» **AIM OF THE TASK**
Return every line of the data below that contains the word "white". Case counts.
"""
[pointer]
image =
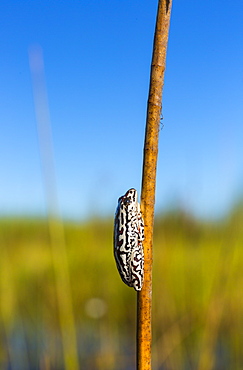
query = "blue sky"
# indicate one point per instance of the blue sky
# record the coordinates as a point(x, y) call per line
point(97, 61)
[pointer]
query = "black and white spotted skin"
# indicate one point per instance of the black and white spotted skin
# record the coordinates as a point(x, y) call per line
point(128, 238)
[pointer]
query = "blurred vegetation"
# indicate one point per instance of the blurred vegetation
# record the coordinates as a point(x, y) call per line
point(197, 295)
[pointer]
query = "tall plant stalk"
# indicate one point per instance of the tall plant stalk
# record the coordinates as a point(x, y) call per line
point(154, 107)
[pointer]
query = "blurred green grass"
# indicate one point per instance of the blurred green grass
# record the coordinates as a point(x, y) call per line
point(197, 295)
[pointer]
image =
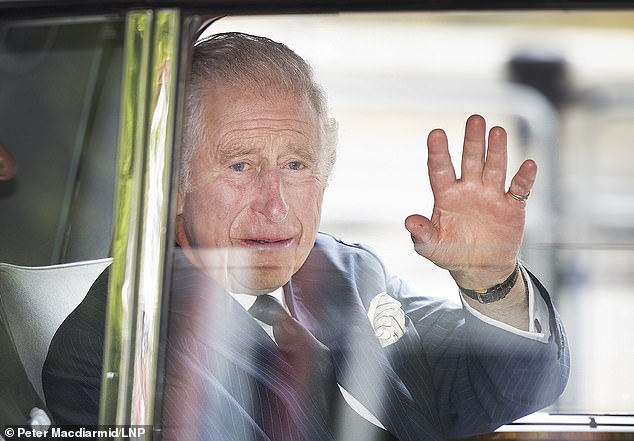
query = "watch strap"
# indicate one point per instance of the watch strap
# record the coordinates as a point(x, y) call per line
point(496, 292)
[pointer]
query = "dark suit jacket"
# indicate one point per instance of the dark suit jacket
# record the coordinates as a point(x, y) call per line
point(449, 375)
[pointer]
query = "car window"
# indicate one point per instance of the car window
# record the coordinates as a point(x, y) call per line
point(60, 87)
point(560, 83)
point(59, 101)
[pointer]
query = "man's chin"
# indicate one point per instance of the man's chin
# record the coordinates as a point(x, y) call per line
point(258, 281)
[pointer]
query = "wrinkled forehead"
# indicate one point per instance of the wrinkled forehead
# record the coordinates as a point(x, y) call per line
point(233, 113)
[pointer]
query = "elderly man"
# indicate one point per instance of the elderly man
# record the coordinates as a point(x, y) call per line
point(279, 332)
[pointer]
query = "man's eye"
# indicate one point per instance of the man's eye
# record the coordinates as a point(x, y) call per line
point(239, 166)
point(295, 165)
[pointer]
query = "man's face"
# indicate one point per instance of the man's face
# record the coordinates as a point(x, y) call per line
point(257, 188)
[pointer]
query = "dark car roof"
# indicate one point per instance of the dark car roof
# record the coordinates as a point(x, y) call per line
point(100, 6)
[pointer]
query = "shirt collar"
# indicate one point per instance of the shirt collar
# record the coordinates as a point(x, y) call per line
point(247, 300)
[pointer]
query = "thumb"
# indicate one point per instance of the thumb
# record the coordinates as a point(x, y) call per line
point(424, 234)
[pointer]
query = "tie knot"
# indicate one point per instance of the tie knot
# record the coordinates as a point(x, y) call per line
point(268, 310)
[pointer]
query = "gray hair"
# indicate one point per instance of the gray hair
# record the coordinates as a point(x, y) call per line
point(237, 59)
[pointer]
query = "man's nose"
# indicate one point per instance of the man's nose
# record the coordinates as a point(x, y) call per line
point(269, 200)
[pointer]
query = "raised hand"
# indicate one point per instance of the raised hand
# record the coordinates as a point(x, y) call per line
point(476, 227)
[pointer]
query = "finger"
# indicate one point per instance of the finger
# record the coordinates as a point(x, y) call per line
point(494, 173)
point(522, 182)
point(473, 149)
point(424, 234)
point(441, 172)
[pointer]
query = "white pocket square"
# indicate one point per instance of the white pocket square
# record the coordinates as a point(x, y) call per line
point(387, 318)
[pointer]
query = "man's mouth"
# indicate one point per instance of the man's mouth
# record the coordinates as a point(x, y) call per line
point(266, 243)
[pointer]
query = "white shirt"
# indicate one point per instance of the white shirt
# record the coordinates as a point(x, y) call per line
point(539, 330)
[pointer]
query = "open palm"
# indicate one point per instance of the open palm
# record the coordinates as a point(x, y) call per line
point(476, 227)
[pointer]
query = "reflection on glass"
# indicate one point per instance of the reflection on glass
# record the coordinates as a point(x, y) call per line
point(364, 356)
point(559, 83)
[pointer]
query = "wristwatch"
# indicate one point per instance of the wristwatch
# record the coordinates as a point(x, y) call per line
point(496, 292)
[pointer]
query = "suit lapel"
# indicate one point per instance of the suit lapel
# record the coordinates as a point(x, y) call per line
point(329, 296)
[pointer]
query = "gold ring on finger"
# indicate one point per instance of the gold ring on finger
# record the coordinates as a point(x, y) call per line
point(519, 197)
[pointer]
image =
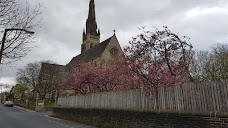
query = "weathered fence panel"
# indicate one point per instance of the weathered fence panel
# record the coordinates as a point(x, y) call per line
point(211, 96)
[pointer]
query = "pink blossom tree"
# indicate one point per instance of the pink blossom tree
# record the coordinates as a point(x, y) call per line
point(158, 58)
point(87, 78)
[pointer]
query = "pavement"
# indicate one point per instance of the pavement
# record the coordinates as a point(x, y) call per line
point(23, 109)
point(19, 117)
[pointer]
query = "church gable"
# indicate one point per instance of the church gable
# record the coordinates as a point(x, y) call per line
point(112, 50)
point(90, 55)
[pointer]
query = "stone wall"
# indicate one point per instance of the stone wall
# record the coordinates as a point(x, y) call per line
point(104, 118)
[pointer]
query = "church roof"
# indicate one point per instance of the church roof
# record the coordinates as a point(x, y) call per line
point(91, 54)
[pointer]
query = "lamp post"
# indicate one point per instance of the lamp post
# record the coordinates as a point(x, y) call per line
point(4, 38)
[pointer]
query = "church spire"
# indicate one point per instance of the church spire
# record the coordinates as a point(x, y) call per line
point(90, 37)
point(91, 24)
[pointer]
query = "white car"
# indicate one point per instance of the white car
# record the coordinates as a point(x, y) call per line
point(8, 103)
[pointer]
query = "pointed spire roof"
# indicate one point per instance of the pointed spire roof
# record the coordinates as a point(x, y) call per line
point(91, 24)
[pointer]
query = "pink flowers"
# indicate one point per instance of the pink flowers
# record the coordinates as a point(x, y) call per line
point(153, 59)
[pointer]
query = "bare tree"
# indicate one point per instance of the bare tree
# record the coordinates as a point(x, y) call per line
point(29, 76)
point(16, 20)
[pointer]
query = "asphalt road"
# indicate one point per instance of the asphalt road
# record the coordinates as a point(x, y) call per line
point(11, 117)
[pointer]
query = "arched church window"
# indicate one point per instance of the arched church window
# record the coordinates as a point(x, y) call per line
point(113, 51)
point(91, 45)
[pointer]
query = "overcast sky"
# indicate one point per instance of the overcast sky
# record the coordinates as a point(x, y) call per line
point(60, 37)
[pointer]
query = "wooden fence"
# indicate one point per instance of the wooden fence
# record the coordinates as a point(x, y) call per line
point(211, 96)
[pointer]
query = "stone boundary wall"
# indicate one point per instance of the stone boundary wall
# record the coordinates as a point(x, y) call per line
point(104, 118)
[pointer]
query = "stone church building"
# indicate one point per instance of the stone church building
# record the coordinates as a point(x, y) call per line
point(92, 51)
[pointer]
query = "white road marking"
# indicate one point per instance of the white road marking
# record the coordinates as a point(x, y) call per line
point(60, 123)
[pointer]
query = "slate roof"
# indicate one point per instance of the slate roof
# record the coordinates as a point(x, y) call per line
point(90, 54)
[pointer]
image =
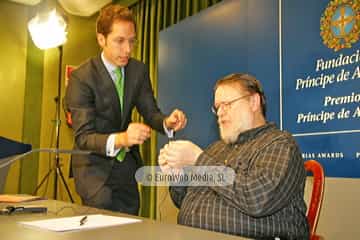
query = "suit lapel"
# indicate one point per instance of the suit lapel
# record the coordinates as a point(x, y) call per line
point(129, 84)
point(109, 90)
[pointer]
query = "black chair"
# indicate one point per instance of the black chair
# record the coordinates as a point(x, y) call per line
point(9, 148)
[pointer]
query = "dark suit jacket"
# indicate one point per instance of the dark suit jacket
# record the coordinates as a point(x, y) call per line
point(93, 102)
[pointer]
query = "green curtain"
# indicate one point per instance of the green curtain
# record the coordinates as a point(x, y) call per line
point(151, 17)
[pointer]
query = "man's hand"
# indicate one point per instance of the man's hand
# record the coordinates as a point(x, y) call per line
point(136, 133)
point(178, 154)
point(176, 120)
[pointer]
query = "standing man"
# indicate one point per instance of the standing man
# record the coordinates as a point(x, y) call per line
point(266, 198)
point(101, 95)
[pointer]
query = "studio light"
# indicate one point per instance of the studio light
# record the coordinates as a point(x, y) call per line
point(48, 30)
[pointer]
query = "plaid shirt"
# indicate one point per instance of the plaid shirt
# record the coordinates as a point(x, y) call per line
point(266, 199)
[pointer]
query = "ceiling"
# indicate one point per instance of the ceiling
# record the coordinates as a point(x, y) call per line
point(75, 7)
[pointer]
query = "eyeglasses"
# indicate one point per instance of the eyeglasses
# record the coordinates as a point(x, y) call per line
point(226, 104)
"""
» **EXPECTED ANSWER**
query = "black and white spotted skin"
# indicate one point per instance of the black and white spotted skin
query = "white pocket square"
# indicate one point per instance of the white pocket square
query = "white shirt"
# indicate one point per instance of the white shirt
query = "white car"
# indicate one point per instance of the white car
query = "white road marking"
# indicate one point per instance of the white road marking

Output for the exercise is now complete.